======== Excerpted passage
GA controls the genetic architecture. GA are set to be 1 to 5, which represents five different genetic architecture settings. 

GA =1: strong negative selection, common SNPs heritability fixed as 0.4 for each of the five ancestries, cross-ancestry genetic architecture as 0.8. Figure 2 and Supplementary Figure 2 in the Biorxiv preprint are based on this genetic architecture.

GA=2: strong negative selection, fixed per-SNP heritability for each of the five ancestries, cross-ancestry genetic architecture as 0.8. Supplementary Figure  5 in the Biorxiv preprint is based on this genetic architecture.

GA=3: strong negative selection, fixed per-SNP heritability for each of the five ancestries, cross-ancestry genetic architecture as 0.6. Supplementary Figure  6  in the Biorxiv preprint is based on this genetic architecture.
================
Task to carry out =
Copy the genetic architecture settings from "GA controls the" up to and including "5 in the Biorxiv preprint is based on this genetic architecture.", changing "ancestries" to "populations". The items after this point are separate material, unrelated to the genetic architecture settings.
======== Data extract
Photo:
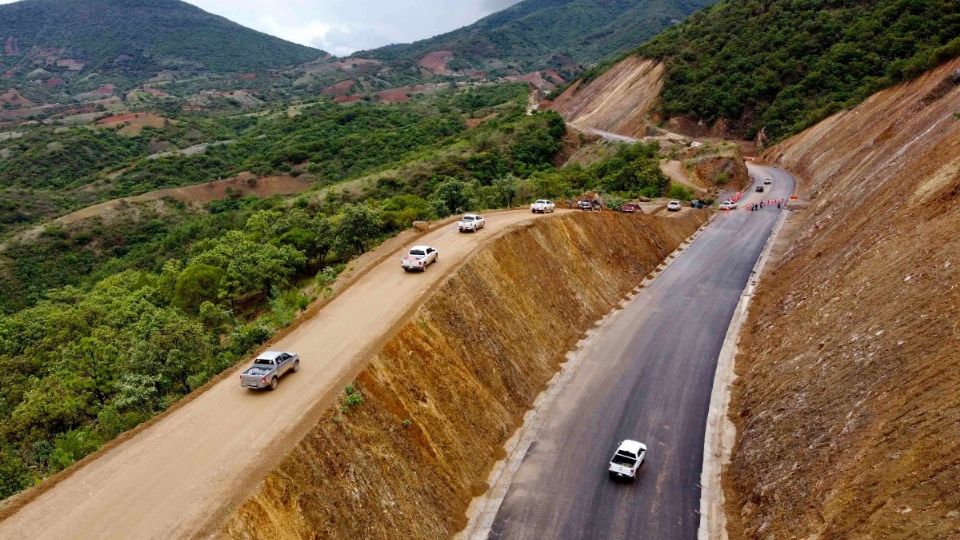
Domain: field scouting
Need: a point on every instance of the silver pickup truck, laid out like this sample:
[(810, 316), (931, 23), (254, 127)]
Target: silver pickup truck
[(267, 370)]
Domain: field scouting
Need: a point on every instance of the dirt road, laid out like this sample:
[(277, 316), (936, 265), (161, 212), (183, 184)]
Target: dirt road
[(647, 375), (177, 478)]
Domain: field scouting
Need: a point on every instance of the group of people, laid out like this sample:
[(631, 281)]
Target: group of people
[(780, 203)]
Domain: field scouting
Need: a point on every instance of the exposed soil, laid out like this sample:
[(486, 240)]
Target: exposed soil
[(13, 98), (241, 185), (342, 88), (848, 405), (221, 437), (443, 395), (618, 101), (132, 124), (436, 62)]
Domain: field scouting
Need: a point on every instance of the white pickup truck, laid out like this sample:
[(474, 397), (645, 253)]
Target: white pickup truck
[(542, 206), (419, 258), (627, 460), (471, 223)]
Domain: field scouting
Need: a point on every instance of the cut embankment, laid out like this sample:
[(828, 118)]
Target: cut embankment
[(617, 101), (451, 386), (848, 402)]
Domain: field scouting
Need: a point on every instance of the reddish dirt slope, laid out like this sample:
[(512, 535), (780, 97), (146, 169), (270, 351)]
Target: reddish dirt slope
[(14, 99), (436, 62), (849, 401), (342, 88), (617, 101), (450, 386)]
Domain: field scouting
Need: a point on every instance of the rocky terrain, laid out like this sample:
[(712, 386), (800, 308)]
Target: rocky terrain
[(447, 390), (848, 404), (618, 101)]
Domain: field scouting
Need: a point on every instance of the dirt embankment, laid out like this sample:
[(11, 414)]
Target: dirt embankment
[(849, 399), (445, 393), (728, 172), (618, 101)]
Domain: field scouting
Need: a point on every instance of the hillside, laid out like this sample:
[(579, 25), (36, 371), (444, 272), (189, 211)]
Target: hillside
[(779, 66), (848, 401), (552, 36), (83, 44)]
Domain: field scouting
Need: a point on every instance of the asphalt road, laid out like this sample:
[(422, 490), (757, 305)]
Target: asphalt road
[(647, 375)]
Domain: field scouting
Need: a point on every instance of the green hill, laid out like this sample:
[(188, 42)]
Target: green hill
[(132, 40), (783, 65), (536, 34)]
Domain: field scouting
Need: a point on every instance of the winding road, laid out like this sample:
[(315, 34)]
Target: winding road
[(179, 477), (646, 375)]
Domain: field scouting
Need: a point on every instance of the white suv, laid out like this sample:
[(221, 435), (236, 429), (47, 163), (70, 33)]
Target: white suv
[(471, 223), (627, 460), (542, 206)]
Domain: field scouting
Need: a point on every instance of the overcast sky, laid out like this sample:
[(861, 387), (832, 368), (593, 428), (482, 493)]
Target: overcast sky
[(341, 27)]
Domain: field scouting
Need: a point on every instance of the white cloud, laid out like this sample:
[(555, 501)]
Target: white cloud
[(344, 26)]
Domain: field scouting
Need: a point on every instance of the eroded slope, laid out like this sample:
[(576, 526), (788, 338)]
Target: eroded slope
[(444, 394), (617, 101), (849, 401)]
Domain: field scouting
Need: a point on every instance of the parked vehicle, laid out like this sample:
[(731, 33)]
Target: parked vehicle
[(471, 223), (419, 258), (626, 460), (728, 205), (267, 370), (542, 206)]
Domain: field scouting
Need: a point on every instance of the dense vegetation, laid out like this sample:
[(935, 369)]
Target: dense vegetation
[(49, 171), (535, 34), (128, 41), (175, 297), (782, 65)]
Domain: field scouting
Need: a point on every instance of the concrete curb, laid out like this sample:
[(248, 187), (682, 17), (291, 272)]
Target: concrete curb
[(721, 433), (483, 509)]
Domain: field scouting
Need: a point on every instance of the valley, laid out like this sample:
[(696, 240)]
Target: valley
[(749, 273)]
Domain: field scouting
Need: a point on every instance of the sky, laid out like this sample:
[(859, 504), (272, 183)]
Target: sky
[(341, 27)]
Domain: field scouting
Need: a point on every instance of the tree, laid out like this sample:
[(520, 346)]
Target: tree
[(452, 196), (249, 267), (358, 224), (197, 284)]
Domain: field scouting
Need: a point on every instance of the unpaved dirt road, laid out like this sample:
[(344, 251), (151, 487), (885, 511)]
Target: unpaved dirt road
[(178, 477), (646, 375)]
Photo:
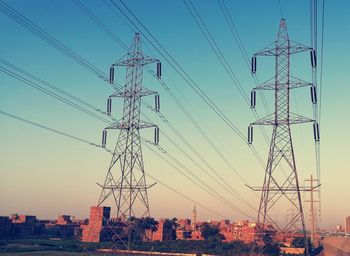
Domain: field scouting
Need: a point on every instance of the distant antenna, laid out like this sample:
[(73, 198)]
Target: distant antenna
[(129, 192)]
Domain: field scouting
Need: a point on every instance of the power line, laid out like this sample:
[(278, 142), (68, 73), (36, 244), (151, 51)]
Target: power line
[(36, 30), (50, 93), (179, 70), (40, 88), (167, 89), (99, 146), (197, 181)]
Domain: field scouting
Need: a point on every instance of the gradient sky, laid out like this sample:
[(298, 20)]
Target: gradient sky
[(45, 174)]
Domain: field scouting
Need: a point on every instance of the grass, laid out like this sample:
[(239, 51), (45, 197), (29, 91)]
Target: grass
[(41, 253)]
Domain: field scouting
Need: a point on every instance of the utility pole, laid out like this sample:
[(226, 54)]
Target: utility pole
[(128, 192), (281, 187), (313, 211)]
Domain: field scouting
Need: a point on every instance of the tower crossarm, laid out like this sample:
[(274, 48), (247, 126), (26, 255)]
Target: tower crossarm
[(293, 83), (126, 126), (137, 60), (127, 93), (292, 48), (292, 119)]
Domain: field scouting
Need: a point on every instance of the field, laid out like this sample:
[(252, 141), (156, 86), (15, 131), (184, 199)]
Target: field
[(41, 253)]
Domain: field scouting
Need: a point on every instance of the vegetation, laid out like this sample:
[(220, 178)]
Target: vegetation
[(299, 242), (171, 224), (47, 247)]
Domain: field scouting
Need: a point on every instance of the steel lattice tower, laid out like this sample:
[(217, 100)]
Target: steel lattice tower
[(281, 189), (129, 191)]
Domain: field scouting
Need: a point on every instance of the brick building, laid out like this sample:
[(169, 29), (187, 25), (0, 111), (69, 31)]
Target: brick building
[(24, 225), (347, 225), (95, 230), (163, 232), (5, 227)]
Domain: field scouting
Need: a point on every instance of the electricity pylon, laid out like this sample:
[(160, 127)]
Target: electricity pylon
[(129, 192), (315, 239), (281, 189)]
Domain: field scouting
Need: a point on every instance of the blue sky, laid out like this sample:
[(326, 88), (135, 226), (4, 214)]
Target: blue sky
[(45, 174)]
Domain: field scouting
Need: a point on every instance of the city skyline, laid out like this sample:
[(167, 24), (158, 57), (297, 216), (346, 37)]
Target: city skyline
[(40, 169)]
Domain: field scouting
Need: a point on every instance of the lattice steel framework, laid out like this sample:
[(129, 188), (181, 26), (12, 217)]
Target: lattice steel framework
[(281, 189), (129, 192)]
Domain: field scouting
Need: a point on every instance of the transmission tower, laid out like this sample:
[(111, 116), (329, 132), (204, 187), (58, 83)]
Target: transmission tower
[(315, 238), (129, 192), (281, 189)]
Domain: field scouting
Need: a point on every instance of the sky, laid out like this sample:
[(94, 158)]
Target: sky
[(45, 174)]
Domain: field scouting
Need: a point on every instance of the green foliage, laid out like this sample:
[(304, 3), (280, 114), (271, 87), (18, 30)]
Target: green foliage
[(299, 242), (171, 224)]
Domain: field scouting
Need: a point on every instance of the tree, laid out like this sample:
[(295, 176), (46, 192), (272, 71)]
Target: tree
[(140, 225), (299, 242), (171, 224)]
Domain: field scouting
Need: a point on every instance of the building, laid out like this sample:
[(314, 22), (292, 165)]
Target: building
[(163, 232), (95, 230), (24, 225), (347, 225), (5, 227)]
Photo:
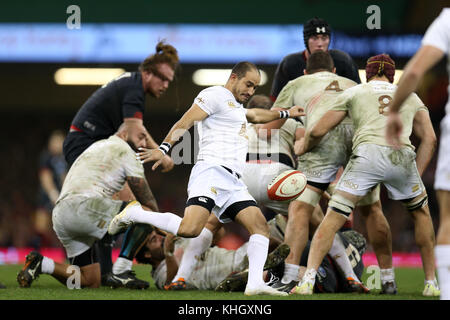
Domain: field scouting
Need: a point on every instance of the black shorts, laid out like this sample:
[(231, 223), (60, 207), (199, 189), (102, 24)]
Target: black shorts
[(74, 145), (229, 212)]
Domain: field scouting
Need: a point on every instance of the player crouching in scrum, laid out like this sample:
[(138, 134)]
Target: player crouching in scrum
[(85, 208), (374, 161)]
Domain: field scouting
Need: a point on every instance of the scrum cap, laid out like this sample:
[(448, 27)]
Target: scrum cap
[(313, 27), (380, 65)]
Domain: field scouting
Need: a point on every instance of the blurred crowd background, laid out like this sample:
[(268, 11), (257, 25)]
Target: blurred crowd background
[(32, 105)]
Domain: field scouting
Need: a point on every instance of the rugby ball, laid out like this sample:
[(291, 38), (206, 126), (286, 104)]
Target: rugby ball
[(287, 185)]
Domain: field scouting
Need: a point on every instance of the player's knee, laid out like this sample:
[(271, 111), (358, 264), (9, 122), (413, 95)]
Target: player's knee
[(415, 205), (340, 204), (299, 211), (309, 197), (90, 277), (189, 230)]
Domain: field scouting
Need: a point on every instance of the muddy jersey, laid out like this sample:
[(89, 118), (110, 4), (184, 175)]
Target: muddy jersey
[(438, 35), (314, 92), (222, 135), (101, 170), (367, 106), (281, 141)]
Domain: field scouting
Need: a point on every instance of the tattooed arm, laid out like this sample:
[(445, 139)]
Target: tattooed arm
[(142, 192)]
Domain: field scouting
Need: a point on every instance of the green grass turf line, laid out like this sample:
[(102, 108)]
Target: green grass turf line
[(409, 282)]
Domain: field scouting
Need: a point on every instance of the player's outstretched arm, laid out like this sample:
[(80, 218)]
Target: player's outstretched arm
[(194, 114), (328, 121), (423, 129), (421, 62), (257, 115)]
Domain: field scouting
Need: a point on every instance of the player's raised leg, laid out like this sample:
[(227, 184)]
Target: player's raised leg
[(442, 249), (195, 248), (254, 221), (425, 240)]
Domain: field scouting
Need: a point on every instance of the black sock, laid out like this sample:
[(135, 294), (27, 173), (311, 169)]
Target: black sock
[(133, 239), (104, 252)]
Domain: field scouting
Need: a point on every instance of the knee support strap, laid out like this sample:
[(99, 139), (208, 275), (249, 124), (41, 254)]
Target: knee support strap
[(416, 203), (309, 196)]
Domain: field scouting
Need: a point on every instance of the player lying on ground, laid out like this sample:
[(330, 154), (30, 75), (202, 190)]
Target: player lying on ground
[(214, 265), (85, 208), (330, 278), (215, 185)]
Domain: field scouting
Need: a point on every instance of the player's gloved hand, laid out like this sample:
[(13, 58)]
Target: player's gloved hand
[(299, 147), (146, 155), (169, 244), (167, 164), (296, 111), (394, 129)]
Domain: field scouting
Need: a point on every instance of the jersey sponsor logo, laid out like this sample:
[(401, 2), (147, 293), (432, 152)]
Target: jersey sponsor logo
[(313, 173), (321, 273), (123, 281), (33, 271), (243, 131), (384, 101), (101, 224), (89, 125), (350, 184), (138, 115), (203, 199)]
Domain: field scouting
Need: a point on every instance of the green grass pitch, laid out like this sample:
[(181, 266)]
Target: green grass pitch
[(409, 281)]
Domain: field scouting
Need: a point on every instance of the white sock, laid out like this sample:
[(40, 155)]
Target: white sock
[(310, 276), (121, 265), (338, 254), (48, 265), (387, 275), (442, 253), (167, 221), (195, 248), (290, 273), (258, 246)]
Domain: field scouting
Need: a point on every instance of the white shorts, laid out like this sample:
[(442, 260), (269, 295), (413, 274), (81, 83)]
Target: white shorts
[(372, 164), (215, 182), (257, 176), (323, 162), (442, 175), (80, 221)]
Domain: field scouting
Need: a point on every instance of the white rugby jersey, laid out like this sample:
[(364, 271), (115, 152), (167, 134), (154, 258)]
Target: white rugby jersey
[(438, 35), (101, 170), (222, 135)]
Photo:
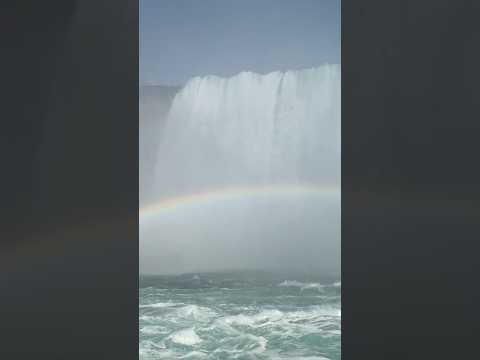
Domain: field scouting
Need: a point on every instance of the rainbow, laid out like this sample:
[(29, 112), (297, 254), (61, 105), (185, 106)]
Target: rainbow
[(172, 204)]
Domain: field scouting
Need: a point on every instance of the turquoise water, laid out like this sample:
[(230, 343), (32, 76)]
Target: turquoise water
[(239, 315)]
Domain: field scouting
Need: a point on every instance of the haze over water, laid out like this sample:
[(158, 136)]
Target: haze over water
[(240, 224)]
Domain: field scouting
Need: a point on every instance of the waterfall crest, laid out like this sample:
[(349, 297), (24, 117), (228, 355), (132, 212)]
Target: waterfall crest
[(251, 129)]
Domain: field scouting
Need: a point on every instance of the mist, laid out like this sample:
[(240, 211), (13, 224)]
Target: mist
[(249, 130)]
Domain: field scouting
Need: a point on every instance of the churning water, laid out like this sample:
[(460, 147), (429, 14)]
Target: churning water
[(239, 315)]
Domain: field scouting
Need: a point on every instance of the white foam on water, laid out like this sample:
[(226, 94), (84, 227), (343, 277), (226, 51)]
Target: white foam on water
[(186, 337), (153, 330), (196, 312), (159, 305)]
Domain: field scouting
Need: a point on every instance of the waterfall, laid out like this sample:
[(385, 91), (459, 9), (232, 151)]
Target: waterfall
[(251, 129)]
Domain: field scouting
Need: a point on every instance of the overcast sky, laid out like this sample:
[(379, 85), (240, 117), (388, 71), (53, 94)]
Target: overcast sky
[(180, 39)]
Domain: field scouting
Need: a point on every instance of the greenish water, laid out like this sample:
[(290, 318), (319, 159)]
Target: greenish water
[(239, 315)]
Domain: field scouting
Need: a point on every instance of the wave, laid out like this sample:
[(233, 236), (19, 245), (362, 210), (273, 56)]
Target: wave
[(186, 337), (159, 305)]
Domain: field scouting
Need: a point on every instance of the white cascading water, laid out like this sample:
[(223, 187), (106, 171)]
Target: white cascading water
[(251, 129)]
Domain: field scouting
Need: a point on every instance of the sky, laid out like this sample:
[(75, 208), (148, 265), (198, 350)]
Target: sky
[(180, 39)]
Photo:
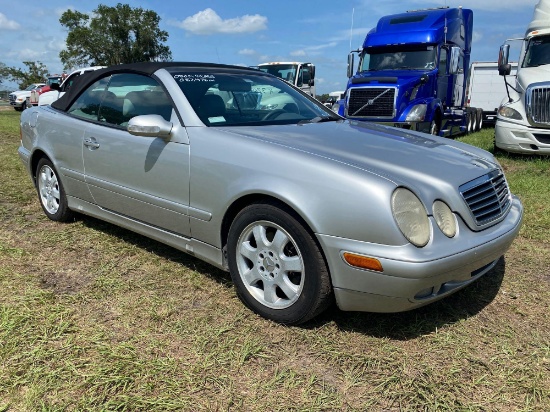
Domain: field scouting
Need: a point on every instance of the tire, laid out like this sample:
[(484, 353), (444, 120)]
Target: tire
[(479, 119), (277, 267), (51, 193), (471, 121), (435, 127)]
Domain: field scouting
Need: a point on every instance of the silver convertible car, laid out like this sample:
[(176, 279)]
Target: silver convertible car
[(242, 170)]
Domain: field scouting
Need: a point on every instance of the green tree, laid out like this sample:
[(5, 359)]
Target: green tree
[(36, 72), (113, 35)]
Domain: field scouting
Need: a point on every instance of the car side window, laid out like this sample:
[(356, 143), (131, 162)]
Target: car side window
[(87, 105), (129, 95)]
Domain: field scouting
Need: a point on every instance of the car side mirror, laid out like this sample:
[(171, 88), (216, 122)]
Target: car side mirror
[(149, 125)]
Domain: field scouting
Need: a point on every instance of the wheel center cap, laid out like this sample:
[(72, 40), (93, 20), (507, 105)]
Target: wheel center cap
[(269, 264)]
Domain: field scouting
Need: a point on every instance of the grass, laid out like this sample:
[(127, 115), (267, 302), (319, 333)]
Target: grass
[(93, 317)]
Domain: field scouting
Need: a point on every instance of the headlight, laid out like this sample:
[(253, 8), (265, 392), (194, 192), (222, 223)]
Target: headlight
[(444, 218), (417, 113), (509, 113), (411, 217)]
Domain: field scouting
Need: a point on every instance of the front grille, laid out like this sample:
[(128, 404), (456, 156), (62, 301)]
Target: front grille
[(538, 105), (377, 102), (488, 197)]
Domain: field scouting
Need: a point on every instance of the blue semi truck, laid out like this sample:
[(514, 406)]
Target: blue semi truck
[(412, 73)]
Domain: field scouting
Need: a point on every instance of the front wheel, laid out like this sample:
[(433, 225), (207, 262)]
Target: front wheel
[(51, 192), (434, 127), (277, 267)]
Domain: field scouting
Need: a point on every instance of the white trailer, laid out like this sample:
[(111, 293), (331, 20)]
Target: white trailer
[(486, 89)]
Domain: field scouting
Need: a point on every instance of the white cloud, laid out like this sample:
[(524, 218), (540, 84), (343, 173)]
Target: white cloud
[(209, 22), (298, 53), (6, 24), (476, 36), (247, 52)]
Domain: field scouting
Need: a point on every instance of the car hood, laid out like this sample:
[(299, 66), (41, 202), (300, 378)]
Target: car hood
[(407, 158), (21, 92)]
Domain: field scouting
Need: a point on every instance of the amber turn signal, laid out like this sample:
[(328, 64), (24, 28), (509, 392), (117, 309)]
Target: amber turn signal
[(363, 262)]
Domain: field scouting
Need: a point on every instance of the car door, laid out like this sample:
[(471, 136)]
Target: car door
[(143, 178)]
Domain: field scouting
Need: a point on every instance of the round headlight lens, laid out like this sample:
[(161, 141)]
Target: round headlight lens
[(509, 113), (444, 218), (411, 217)]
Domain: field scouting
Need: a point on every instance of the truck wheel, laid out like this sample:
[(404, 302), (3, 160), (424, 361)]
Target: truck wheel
[(434, 127), (479, 119), (471, 121)]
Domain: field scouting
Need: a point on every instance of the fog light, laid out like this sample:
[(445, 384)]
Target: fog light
[(425, 293)]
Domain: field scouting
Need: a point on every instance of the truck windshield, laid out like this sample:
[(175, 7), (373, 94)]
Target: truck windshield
[(538, 52), (399, 59), (284, 71)]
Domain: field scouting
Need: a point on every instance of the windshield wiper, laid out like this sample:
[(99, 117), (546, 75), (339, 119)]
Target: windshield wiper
[(319, 119)]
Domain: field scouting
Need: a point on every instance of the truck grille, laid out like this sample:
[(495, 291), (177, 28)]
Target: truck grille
[(488, 197), (375, 102), (538, 105)]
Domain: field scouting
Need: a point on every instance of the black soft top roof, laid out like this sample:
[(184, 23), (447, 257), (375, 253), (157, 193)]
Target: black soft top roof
[(144, 68)]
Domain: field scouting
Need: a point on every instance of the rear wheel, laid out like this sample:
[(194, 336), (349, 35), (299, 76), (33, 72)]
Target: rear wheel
[(277, 267), (51, 192)]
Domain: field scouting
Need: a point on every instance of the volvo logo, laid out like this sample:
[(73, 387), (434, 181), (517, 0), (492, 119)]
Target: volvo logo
[(371, 101)]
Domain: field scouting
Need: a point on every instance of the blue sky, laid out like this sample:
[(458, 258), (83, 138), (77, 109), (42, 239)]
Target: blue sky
[(248, 32)]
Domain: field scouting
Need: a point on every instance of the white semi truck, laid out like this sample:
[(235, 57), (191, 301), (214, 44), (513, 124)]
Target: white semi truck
[(486, 90), (523, 120), (301, 75)]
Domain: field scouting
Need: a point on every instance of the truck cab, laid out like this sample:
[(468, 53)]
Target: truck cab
[(300, 75), (523, 119), (412, 72)]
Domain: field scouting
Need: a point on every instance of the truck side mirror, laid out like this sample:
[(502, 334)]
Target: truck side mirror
[(454, 67), (504, 68), (351, 58)]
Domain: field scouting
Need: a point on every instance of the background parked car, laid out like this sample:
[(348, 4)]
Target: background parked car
[(18, 99), (48, 95)]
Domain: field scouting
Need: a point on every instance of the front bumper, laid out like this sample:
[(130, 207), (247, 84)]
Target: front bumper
================
Exercise answer =
GA controls the genetic architecture. GA are set to be 1 to 5, which represents five different genetic architecture settings. 

GA =1: strong negative selection, common SNPs heritability fixed as 0.4 for each of the five populations, cross-ancestry genetic architecture as 0.8. Figure 2 and Supplementary Figure 2 in the Biorxiv preprint are based on this genetic architecture.

GA=2: strong negative selection, fixed per-SNP heritability for each of the five populations, cross-ancestry genetic architecture as 0.8. Supplementary Figure  5 in the Biorxiv preprint is based on this genetic architecture.